SOURCE
-- START --

# BahnsenBurner



## Scott (Feb 9, 2006)

Has anyone seen this site?


----------



## CDM (Feb 9, 2006)

> _Originally posted by Scott_
> Has anyone seen this site?



Yes, I have. He's not one of your more intelligent atheists. Paul Manata of Press the Antithesis, who frequents the PB, has blogged about this site. 

http://presstheantithesis.blogspot.com/2005/12/greg-bahnsens-self-appointed-internet_28.html

Paul manages well to shoot each and every fish in the barrel.


----------



## Don (Feb 10, 2006)

I have had several conversations with him. From my experiences with him and reading other articles he has written, he tends to be overly verbose with little argumentation. In our conversations, he had a tendency to take things out of context or twist the meaning completely, one reason I prefer not to dialogue with him any more. He also seems to misrepresent different philosophical problems in many of his articles, much the way his hero Rand mispresented different philosophers such as Kant. 

Check this thread out. Shawn is the Christian and is arguing with two objectivists - Bethrick aka Katholon and a guy named primeover. 

Don

[Edited on 2-10-2006 by Don]


----------



## Don (Feb 10, 2006)

Oh and he's also been saying for quite some time that his 'theory of concepts' solves the problem of induction but has yet to actually give any details of this theory. When asked, he points to a lecture that costs $75 by David Kelly and is usually out of stock.


----------



## ReformedWretch (Feb 10, 2006)

> he points to a lecture that costs $75



And there you go.


----------

-- END --

Items taken from a dataset
-- START --

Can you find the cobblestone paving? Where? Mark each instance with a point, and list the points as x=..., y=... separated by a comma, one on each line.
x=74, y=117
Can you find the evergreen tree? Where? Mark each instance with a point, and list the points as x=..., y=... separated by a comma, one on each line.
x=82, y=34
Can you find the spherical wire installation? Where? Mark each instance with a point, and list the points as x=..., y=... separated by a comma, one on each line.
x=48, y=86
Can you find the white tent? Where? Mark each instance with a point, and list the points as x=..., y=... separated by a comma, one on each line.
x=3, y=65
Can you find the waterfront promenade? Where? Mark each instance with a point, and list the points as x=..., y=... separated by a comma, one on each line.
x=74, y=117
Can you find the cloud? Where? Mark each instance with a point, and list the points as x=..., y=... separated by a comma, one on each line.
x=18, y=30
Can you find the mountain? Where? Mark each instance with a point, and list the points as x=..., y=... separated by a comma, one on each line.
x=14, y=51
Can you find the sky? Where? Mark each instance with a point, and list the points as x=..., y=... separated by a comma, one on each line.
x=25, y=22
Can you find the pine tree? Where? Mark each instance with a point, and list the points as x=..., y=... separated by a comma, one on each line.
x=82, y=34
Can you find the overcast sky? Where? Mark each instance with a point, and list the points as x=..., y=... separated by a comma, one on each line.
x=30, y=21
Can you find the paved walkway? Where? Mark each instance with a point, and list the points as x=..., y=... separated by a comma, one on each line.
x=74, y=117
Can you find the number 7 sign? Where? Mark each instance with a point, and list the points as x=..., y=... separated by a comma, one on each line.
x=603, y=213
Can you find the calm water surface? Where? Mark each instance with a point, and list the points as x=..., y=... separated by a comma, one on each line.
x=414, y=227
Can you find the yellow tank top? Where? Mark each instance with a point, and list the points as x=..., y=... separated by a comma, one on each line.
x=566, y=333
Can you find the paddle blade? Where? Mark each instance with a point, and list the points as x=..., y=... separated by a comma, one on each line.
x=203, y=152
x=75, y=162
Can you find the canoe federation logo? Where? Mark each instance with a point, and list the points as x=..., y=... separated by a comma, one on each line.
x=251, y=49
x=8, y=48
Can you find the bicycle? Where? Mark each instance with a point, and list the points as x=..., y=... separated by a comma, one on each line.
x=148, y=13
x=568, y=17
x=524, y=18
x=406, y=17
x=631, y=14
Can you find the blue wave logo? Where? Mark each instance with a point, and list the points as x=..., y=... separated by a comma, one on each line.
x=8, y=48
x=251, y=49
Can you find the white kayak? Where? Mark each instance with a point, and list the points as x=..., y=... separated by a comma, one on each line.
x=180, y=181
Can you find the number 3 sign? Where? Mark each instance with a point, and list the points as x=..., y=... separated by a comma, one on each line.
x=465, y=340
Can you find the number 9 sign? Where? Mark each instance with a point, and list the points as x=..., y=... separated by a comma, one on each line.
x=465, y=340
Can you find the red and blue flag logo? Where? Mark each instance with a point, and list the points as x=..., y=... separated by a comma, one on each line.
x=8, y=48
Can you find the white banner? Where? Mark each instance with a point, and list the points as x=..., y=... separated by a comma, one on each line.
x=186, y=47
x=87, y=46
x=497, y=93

-- END --

THE REQUEST
Copy everything in the BahnsenBurner thread from "Check this thread" down to "out of stock.", word for word. The rows are not needed for anything here.

RIGHT ANSWER
Check this thread out. Shawn is the Christian and is arguing with two objectivists - Bethrick aka Katholon and a guy named primeover. 

Don

[Edited on 2-10-2006 by Don]


----------



## Don (Feb 10, 2006)

Oh and he's also been saying for quite some time that his 'theory of concepts' solves the problem of induction but has yet to actually give any details of this theory. When asked, he points to a lecture that costs $75 by David Kelly and is usually out of stock.